The exercise:
Gather every line of the listing below that contains the string "window", and note that case counts when matching.
[START Data]
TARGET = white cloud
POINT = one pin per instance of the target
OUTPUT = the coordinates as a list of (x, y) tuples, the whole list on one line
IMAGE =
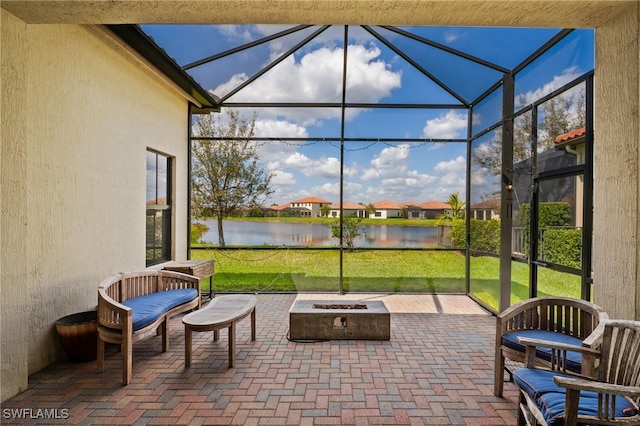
[(327, 167), (369, 175), (281, 178), (452, 125), (457, 165), (317, 77), (391, 161), (279, 128), (331, 191), (565, 77)]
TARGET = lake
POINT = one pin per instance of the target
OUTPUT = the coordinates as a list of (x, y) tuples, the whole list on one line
[(240, 233)]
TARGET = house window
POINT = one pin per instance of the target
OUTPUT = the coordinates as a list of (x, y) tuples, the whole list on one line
[(158, 218)]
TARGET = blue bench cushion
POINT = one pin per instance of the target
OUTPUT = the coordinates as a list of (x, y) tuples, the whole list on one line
[(550, 398), (574, 359), (148, 308)]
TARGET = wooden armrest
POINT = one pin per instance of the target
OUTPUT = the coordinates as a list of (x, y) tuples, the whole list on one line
[(595, 386), (595, 338), (112, 313), (558, 352), (529, 342)]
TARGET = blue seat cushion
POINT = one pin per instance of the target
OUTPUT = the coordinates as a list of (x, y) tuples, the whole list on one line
[(550, 398), (148, 308), (574, 359)]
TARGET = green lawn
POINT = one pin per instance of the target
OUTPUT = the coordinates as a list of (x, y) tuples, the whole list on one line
[(409, 271), (329, 220)]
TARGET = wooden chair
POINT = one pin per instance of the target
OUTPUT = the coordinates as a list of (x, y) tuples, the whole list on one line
[(553, 397), (558, 319)]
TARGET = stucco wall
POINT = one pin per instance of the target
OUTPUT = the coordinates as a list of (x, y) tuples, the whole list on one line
[(616, 167), (14, 297), (81, 114)]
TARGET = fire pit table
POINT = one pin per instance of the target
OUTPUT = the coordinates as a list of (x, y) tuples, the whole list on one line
[(339, 320)]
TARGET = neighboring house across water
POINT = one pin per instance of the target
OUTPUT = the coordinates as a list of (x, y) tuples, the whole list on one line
[(486, 210), (309, 206), (414, 210), (574, 143), (386, 210), (432, 209), (348, 208)]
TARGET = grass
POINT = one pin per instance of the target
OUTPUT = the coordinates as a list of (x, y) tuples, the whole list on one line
[(386, 271), (329, 220)]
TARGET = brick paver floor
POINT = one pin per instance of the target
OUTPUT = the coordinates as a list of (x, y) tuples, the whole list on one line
[(437, 369)]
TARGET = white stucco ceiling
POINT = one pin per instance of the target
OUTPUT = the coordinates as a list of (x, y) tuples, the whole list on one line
[(530, 13)]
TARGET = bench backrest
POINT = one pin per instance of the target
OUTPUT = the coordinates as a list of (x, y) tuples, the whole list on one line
[(574, 317)]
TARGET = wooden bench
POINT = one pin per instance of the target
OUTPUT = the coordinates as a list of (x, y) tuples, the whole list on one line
[(221, 312), (134, 305)]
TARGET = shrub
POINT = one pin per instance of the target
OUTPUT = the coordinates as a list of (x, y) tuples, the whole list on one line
[(549, 214), (197, 231), (562, 247), (485, 235)]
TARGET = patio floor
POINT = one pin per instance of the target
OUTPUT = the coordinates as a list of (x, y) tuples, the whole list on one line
[(437, 369)]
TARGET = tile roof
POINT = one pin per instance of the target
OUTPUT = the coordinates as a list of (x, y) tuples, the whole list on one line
[(487, 204), (435, 205), (574, 134), (386, 204), (347, 205), (280, 207), (312, 200)]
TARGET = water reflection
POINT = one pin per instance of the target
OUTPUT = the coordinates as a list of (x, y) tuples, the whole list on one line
[(310, 234)]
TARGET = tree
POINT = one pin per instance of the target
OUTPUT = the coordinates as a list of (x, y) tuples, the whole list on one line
[(370, 210), (351, 230), (558, 115), (457, 209), (226, 174)]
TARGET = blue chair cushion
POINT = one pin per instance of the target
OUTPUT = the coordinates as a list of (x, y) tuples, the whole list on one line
[(550, 398), (574, 359), (148, 308)]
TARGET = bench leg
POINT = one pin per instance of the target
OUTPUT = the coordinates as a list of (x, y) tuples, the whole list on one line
[(253, 325), (498, 379), (187, 346), (127, 361), (165, 335), (232, 345), (100, 355)]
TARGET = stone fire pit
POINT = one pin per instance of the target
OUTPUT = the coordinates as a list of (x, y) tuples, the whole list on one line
[(339, 320)]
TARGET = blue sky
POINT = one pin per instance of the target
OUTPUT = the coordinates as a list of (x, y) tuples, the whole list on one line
[(399, 168)]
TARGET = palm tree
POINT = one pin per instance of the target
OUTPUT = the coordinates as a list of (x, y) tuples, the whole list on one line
[(457, 209)]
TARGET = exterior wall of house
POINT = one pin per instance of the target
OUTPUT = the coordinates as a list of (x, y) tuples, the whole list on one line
[(386, 214), (617, 166), (78, 113), (30, 286)]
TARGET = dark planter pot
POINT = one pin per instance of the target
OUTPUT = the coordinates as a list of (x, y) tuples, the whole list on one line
[(78, 334)]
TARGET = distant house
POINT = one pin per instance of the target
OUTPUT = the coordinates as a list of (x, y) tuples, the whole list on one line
[(348, 209), (280, 210), (386, 210), (432, 209), (486, 210), (309, 206), (413, 209)]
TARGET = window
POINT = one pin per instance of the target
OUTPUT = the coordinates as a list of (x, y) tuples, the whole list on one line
[(158, 218)]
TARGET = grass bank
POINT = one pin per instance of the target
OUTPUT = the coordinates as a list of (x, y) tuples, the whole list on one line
[(329, 220), (385, 271)]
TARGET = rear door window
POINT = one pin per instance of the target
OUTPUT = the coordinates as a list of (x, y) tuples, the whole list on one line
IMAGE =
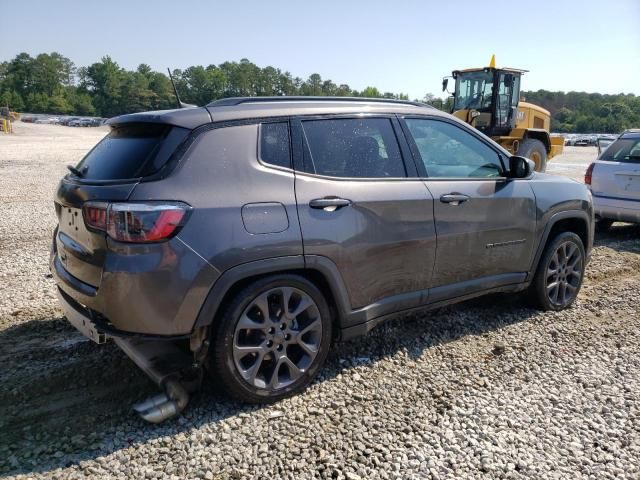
[(447, 151), (352, 148), (626, 150), (131, 151)]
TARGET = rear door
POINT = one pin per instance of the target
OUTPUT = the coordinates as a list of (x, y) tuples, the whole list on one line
[(617, 171), (485, 223), (361, 208)]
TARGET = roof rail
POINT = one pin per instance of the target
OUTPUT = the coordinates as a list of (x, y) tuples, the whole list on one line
[(228, 102)]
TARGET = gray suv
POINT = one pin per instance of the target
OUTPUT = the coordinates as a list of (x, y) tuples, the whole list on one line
[(243, 238)]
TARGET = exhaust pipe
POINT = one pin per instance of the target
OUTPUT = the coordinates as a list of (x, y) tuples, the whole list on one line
[(164, 363), (165, 405)]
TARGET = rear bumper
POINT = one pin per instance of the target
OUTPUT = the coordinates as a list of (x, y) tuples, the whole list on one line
[(151, 290), (98, 329), (617, 209)]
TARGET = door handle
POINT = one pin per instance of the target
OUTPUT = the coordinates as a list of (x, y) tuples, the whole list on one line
[(329, 204), (454, 198)]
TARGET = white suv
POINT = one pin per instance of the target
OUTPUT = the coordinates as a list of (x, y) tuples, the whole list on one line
[(614, 180)]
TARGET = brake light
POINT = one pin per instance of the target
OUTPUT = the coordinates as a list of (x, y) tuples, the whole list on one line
[(95, 215), (588, 174), (136, 222)]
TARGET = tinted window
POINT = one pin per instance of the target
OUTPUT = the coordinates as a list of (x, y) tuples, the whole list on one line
[(131, 151), (274, 144), (449, 151), (357, 148), (623, 150)]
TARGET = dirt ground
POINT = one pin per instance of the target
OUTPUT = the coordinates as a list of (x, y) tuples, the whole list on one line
[(65, 401)]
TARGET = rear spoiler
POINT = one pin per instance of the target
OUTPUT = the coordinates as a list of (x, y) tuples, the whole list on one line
[(184, 117)]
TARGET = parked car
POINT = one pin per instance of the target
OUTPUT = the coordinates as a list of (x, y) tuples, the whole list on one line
[(67, 120), (254, 240), (614, 179)]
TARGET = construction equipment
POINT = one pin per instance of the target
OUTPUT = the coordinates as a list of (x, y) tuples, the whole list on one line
[(489, 100), (7, 118)]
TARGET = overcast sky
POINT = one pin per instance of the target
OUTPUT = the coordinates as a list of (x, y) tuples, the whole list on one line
[(398, 46)]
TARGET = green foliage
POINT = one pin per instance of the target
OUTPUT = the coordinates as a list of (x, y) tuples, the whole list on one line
[(580, 112), (51, 83)]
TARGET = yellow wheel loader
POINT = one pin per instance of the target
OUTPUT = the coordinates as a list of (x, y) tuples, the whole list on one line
[(489, 100)]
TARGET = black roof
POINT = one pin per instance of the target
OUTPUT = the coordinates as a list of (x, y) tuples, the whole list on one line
[(228, 102)]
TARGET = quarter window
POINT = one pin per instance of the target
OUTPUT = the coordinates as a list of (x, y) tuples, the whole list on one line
[(274, 144), (447, 151), (354, 148)]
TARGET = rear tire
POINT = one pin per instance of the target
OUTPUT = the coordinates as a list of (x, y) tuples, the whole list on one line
[(534, 150), (560, 272), (271, 340), (603, 224)]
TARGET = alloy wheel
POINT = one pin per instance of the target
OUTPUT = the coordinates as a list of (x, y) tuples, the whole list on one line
[(277, 338), (564, 274)]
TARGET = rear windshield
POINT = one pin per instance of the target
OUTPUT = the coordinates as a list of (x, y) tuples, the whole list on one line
[(623, 150), (131, 151)]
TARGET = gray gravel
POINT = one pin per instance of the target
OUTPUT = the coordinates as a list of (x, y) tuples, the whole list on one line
[(487, 389)]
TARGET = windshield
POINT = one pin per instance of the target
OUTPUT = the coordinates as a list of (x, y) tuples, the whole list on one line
[(473, 90), (623, 150)]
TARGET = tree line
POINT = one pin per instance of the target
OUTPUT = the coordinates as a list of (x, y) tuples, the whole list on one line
[(51, 83)]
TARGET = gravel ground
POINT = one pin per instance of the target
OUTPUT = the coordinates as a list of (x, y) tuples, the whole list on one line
[(486, 389)]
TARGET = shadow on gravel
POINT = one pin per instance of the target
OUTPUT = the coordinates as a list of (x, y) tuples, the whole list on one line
[(65, 399), (622, 237)]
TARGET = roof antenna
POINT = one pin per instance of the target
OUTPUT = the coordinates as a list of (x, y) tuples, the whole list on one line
[(175, 90)]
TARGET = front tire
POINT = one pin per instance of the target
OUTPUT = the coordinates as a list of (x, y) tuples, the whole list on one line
[(534, 150), (272, 339), (558, 279)]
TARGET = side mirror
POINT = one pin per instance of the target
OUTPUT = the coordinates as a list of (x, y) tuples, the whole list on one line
[(508, 80), (520, 167)]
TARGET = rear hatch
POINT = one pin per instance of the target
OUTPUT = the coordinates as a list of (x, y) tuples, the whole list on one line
[(617, 171), (130, 153)]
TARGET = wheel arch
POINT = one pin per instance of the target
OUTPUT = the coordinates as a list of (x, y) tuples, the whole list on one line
[(321, 271), (576, 221)]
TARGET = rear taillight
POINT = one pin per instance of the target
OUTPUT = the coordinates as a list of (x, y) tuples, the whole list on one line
[(95, 215), (588, 174), (136, 222)]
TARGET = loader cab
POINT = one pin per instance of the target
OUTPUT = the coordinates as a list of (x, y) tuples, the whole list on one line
[(487, 98)]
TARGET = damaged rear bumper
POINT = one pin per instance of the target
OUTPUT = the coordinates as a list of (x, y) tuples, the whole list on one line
[(169, 366)]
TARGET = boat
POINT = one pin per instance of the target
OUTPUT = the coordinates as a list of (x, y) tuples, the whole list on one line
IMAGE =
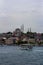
[(26, 46)]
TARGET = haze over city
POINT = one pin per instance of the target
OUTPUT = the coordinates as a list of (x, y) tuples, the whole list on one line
[(14, 13)]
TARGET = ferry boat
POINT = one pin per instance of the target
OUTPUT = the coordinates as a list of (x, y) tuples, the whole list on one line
[(26, 46)]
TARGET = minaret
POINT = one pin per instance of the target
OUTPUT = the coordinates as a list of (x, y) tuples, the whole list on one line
[(30, 29), (22, 27)]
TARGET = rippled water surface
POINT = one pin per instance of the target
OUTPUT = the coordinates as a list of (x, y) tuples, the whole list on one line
[(13, 55)]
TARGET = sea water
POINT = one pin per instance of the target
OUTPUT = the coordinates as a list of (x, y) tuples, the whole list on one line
[(14, 55)]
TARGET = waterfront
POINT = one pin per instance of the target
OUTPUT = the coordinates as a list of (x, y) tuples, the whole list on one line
[(13, 55)]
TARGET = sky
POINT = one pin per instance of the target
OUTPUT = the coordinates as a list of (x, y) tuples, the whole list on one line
[(14, 13)]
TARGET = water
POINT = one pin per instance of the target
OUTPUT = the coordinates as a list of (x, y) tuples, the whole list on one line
[(13, 55)]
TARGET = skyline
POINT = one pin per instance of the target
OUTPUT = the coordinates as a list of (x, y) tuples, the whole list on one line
[(14, 13)]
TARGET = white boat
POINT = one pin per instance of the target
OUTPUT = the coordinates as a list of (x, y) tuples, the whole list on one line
[(26, 46)]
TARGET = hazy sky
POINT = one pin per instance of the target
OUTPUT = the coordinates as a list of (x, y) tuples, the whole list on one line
[(14, 13)]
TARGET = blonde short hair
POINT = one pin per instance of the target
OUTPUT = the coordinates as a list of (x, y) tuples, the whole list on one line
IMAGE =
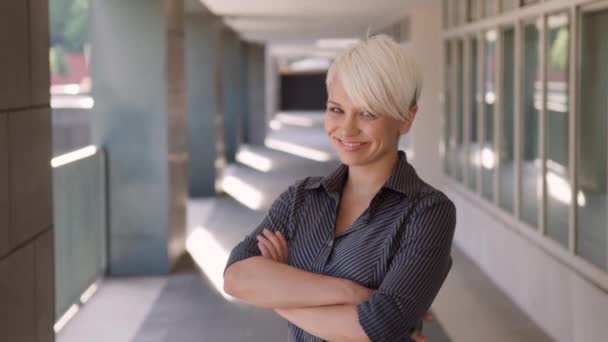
[(378, 75)]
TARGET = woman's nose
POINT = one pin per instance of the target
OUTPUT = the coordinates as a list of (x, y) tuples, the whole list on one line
[(349, 126)]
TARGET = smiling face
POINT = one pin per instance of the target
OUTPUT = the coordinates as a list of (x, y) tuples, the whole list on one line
[(361, 138)]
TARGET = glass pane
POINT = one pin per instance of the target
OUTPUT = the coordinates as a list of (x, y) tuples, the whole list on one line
[(531, 191), (592, 225), (559, 189), (507, 166), (455, 12), (462, 12), (474, 149), (490, 8), (488, 152), (448, 146), (474, 9), (445, 13), (459, 120)]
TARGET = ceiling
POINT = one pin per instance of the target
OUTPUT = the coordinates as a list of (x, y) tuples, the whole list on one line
[(294, 25)]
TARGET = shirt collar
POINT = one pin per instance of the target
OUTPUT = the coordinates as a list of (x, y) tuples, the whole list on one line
[(403, 178)]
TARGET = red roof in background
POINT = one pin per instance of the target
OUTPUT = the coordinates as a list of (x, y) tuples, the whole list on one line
[(78, 69)]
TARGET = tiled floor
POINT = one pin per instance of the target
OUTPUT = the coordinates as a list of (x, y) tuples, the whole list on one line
[(189, 306)]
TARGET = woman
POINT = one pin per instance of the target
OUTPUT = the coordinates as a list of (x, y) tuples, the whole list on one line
[(360, 254)]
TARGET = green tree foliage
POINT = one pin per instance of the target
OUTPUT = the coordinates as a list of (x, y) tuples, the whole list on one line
[(559, 49), (69, 26)]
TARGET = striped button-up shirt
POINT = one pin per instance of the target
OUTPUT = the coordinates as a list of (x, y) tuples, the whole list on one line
[(400, 245)]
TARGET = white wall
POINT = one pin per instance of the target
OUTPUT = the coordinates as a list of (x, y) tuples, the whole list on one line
[(563, 303)]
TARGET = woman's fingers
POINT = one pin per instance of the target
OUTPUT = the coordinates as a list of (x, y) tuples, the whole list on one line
[(266, 245), (264, 250), (417, 337), (274, 240), (284, 245)]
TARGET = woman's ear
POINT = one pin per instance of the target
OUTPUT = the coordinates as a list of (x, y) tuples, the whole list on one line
[(407, 124)]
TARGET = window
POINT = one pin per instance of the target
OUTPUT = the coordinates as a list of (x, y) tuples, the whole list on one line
[(474, 10), (508, 5), (459, 119), (557, 163), (490, 8), (488, 151), (531, 95), (592, 223), (507, 124), (474, 150), (448, 143)]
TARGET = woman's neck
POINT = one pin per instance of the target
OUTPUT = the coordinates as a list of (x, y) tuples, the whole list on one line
[(366, 180)]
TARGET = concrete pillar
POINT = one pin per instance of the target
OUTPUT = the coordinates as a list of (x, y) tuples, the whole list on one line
[(204, 102), (233, 91), (139, 118), (273, 84), (27, 293), (255, 124)]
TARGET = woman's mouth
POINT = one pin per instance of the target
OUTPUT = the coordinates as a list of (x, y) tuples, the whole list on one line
[(351, 146)]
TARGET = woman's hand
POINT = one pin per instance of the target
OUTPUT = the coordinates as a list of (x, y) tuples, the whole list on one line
[(417, 334), (273, 245)]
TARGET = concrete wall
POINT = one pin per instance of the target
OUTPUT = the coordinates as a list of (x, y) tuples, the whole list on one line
[(256, 121), (561, 301), (26, 222), (233, 91), (139, 119), (203, 102)]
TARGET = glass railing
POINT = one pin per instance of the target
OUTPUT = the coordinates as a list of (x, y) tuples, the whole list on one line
[(79, 197)]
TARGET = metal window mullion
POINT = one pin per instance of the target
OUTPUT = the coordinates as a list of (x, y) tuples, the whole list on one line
[(482, 110), (466, 109), (542, 126), (498, 112), (480, 107), (522, 12), (518, 116), (453, 103), (572, 127)]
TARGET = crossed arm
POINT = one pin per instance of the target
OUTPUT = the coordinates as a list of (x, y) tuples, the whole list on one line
[(325, 306)]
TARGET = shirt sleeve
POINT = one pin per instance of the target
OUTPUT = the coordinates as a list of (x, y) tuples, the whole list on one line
[(277, 219), (415, 274)]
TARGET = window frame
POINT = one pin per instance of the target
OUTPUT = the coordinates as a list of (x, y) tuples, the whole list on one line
[(517, 18)]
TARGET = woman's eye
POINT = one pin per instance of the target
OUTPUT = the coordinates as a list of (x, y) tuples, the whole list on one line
[(368, 114)]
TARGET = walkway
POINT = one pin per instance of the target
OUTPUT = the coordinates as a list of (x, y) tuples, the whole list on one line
[(189, 306)]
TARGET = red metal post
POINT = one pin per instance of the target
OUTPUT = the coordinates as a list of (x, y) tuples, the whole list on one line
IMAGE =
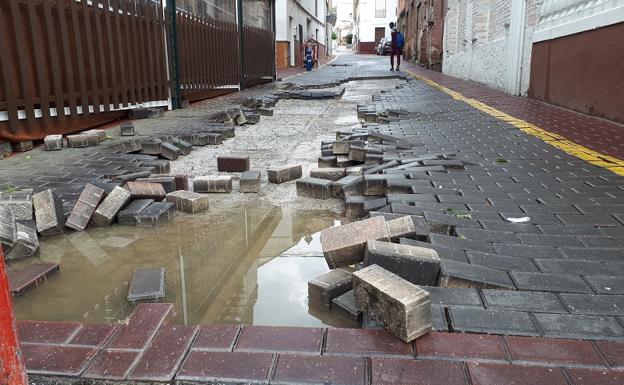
[END Data]
Exercise output:
TARGET = house window
TARGET = window
TARGET = rear door window
TARGET = tinted window
TARGET = quarter window
TARGET = window
TARGET = metal window mullion
TARGET = window frame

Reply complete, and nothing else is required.